## What is needed
Copy out, unchanged, the entries below from the "Could you spot the eyelash" line to the final line. Omit pictures.
* BEGIN Data listing *
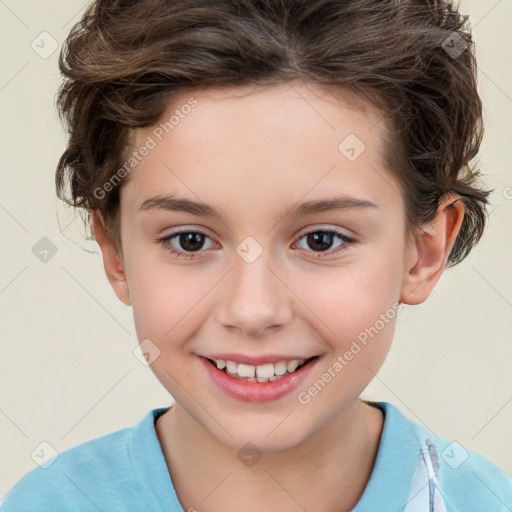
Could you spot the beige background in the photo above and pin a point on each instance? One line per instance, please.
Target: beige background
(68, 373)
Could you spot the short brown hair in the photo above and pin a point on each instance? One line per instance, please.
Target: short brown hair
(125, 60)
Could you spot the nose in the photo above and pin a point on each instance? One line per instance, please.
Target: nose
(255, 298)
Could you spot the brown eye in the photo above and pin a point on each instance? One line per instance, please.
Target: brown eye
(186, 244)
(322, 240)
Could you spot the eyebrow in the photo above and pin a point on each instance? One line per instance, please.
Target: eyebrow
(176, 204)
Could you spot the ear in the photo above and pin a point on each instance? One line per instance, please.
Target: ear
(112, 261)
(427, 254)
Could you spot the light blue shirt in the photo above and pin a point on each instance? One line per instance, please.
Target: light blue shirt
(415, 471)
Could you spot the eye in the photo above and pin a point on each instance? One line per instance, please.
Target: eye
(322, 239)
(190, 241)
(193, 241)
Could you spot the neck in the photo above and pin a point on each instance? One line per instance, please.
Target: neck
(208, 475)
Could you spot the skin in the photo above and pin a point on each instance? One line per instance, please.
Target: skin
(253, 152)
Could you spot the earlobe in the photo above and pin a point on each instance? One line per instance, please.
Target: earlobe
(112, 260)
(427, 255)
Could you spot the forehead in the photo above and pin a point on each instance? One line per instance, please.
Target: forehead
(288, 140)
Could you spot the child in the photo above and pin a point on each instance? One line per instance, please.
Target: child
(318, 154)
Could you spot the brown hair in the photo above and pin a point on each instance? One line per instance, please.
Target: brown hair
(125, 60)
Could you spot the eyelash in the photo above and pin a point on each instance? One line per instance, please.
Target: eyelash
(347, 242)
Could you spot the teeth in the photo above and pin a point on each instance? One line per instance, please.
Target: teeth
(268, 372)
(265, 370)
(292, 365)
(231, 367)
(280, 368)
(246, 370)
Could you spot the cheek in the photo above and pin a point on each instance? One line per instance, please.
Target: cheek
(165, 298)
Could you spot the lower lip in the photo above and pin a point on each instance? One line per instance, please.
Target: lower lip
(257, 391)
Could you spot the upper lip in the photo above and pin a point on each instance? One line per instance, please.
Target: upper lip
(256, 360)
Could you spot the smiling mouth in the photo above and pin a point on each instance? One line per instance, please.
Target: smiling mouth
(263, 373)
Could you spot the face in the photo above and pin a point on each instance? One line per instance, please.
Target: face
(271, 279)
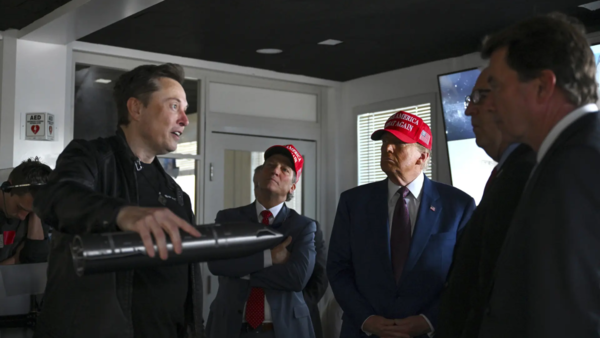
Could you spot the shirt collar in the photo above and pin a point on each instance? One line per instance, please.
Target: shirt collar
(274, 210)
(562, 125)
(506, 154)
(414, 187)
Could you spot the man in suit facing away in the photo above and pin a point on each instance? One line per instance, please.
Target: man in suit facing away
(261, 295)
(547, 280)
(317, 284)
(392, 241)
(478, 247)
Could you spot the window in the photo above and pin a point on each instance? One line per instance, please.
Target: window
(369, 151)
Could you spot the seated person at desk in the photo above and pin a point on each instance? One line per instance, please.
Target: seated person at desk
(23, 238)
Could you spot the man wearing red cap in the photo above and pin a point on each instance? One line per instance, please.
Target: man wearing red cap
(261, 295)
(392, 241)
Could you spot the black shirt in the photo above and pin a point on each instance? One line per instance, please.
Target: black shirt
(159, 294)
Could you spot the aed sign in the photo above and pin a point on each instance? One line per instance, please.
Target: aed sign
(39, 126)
* END Data listing *
## Worked solution
Could you spot the eyelash in the photo above and pin a point on each instance? One line per instance, please.
Target: eyelash
(347, 242)
Could you spot the teeth in the photo above and pin a point on each instance? One line per instance, please.
Target: teeth
(268, 372)
(265, 370)
(292, 365)
(231, 367)
(280, 368)
(246, 370)
Could you spot the cheek in the photo above and pin a point on each instance? One line per instance, please.
Target: cheek
(165, 298)
Could you spot the lower lip in the photo above and pin a point on each instance? One line per instance, please.
Target: lower lip
(257, 391)
Could you spot the upper lip in the photo above and pin a point on each instance? One line per instance, please.
Target: upper lip
(256, 360)
Could you spot the smiling mouth in the photo above and pin a point on each instance? One line per instance, please.
Target: smiling mouth
(263, 373)
Could you spot the face in the photo above and pin a point on each instance? One line per instance, please.
Target: face
(271, 279)
Could you spot the shirt collar in the photo above and pin a point on each instance? One line per instance, please.
Target: shirt collar
(274, 210)
(562, 125)
(506, 154)
(414, 187)
Could you spot the man in suit facing away in the photo above and pin a point on each instance? One line per instance, please.
Target: man in suit facing away
(261, 295)
(547, 280)
(317, 284)
(392, 241)
(478, 247)
Could you spot the window in the photo above and pin a point on each instance? One line per instance, please.
Target: window
(369, 151)
Could you spot the seated person at desk in the photo above and pin a point on each instance? One line per instance, please.
Target: seated person at desk
(23, 238)
Could you spot the man wearing red cap in the photo above and pin a point on each instance? One line per instance, please.
Target: man wearing red cap
(261, 295)
(392, 241)
Could you spot the black shirt in the photo above and pin a point on each instance? One line per instance, please.
Target: black shirt
(159, 294)
Could you spot the aed sign in the photo above and pin a point on each instance? One line per instance, please.
Target: aed sign
(39, 126)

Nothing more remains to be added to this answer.